## Provided entries
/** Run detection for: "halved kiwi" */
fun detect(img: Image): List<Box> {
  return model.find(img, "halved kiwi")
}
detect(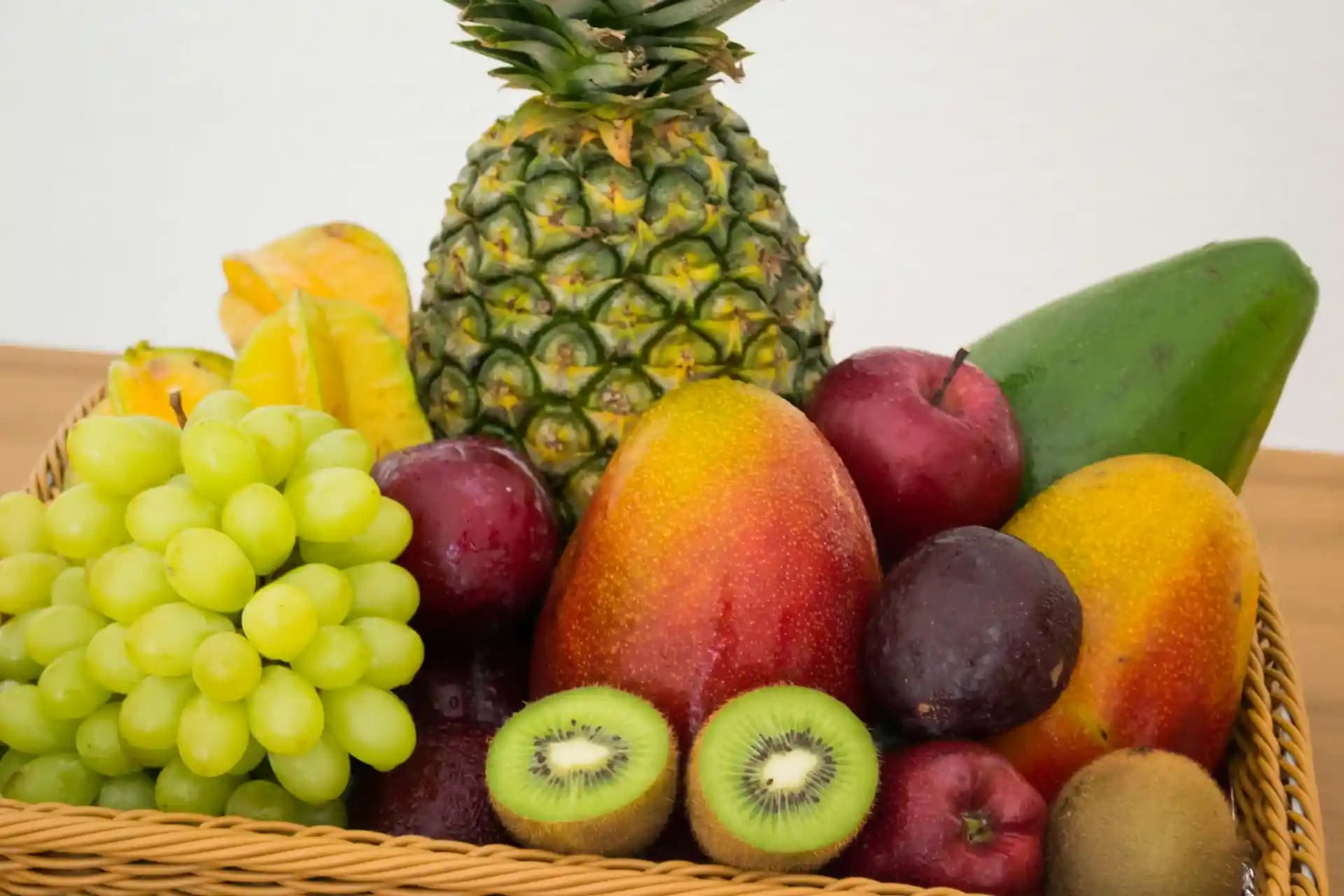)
[687,685,878,873]
[485,688,678,855]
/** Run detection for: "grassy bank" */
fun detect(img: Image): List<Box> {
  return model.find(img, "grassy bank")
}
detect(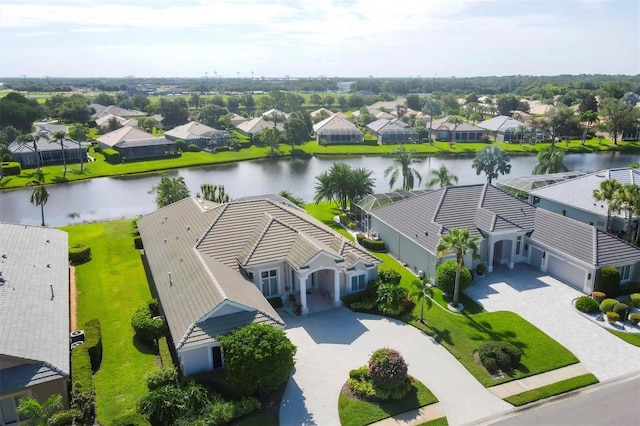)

## Stated goal
Report every line of the material that contains the string "bank", matching case exactly.

## Solution to the exercise
/** Run detection for: "grassy bank" */
  return model.find(img, "grassy bank")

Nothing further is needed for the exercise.